Segment Start: PASSAGE
Thursday, April 29, 2010


A few days ago there was this beautiful blizzard in the morning. Big wintry snowflakes. You can see our garlic here is quite tall already. Tomorrow it might get close to 80 degrees again. Weird spring... who knows what the summer will be like!

Sunday, April 25, 2010

Planting success!

Wednesday we planted hundreds of spring greens, broccoli, cabbages, and more. We had over 20 people come out & help throughout the day! We got 13 beds planted-- nearly 1/2 an acre!
Thanks to all who came out to lend a hand-- we really, really appreciated it, and your efforts will be rewarded in a month or so when we get to come back & harvest the abundant crop of veggies! Right now, though, the baby plants need all the love they can get.
We gave them all a big drink with our lines of drip irrigation.
Then we covered everything up with row cover-- it might frost the next two nights, and this blanket will keep them warm, as well as keep the flea beetles off them (they eat little holes in the leaves). "Rockbags" hold down the row cover.
Our rolling greenhouse tables are a big hit-- when plants in the greenhouse get ready to go out in the field, we put them on these tables which "harden them off" during the day, and we roll the tables back in at night.
Segment End: PASSAGE
• [PROBLEM SET]
1 - List every crop that the farm blog names.
2 - According to the farm blog, how many beds were planted on Wednesday?
3 - Continue the farm blog from its final sentence.
The entries that come next have no connection to the farm blog.
Segment Start: DATA TO EXAMINE
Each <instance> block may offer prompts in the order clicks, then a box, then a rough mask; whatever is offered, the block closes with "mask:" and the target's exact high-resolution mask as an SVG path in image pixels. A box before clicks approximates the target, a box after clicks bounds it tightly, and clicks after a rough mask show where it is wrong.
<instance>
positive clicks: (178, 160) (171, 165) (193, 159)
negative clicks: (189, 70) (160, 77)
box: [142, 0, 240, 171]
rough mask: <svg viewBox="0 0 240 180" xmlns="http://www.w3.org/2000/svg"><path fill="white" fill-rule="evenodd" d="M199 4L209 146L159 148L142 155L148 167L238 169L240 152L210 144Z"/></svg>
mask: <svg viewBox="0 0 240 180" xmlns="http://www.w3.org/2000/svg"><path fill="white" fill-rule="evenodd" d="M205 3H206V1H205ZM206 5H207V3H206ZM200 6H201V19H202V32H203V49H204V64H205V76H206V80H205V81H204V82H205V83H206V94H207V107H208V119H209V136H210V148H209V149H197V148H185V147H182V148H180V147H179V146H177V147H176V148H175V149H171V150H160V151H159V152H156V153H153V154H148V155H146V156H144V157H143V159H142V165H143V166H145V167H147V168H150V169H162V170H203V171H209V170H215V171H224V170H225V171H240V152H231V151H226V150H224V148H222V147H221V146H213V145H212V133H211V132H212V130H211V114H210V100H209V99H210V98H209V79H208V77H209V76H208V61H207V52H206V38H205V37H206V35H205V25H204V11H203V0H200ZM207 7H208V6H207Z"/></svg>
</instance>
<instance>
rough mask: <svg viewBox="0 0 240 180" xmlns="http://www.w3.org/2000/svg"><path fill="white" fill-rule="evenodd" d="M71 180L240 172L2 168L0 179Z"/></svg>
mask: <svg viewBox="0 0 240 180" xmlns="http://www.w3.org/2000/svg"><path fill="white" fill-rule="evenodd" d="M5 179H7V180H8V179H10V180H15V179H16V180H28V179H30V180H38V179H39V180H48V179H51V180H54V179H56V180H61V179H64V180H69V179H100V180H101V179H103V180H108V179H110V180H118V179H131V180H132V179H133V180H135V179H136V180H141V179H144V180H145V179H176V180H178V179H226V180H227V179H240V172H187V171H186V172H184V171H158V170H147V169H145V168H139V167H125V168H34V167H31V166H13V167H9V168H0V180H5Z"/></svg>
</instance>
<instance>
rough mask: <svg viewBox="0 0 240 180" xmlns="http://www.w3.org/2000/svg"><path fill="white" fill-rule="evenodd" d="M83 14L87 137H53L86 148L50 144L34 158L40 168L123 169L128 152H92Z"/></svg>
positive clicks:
Segment End: DATA TO EXAMINE
• [TASK-BY-TASK RESULTS]
1 - garlic, spring greens, broccoli, cabbages

2 - Thirteen beds, covering nearly half an acre.

3 -
Here's our onion plants, which just went in the ground yesterday!
Thanks to the crew of dedicated folks who came out on Sunday to put these onions in the ground, along with leeks, & scallions! The rain is watering them in nicely.

Monday, April 12, 2010

planting time!

The soil is just about ready for some planting-- and we're trying to hustle before the rain comes (Thursday?)...
If anyone is available to come out & help in the next 2 days, we'd love an extra hand or two! Not too much transplanting yet, but there are still a few prep jobs.
There will be future opportunities that are more planned-out, like the onion-transplanting party-- I'll try to get dry soil & sun for a weekend :)
Potentially next weekend, the 24th/25th... or if we don't get much rain, it could be this weekend! I'll keep you posted.

Sunday, April 11, 2010

Dirt! The Movie

Just saw a great new film: "Dirt! The Movie" ... I highly suggest checking it out.

It will be aired on WXXI-TV at 10pm, April 20th.

Maybe someday we can made "Mud! the Movie" :)

Friday, April 9, 2010

weird weather & other exciting events

First it was the abrupt change from muck boots & flannels, to crocs & tank tops-- now it's snowing again! Just yesterday, Beth & I were sweating as we hauled buckets of gravel, the humidity at that just-before-a-storm point, sweltering August-like heat. For the past week or so, I had been watering the greenhouse several times a day just to keep the temperature down for the germinating seedlings. Lettuce seeds don't germinate over 75 degrees. Today, the wind blew at 15-20 miles an hour, and we took refuge in the greenhouse to eat our lunch. The poor pepper plants that we just potted up (over 1,000 of them!) are looking forward to those 80 degree days again!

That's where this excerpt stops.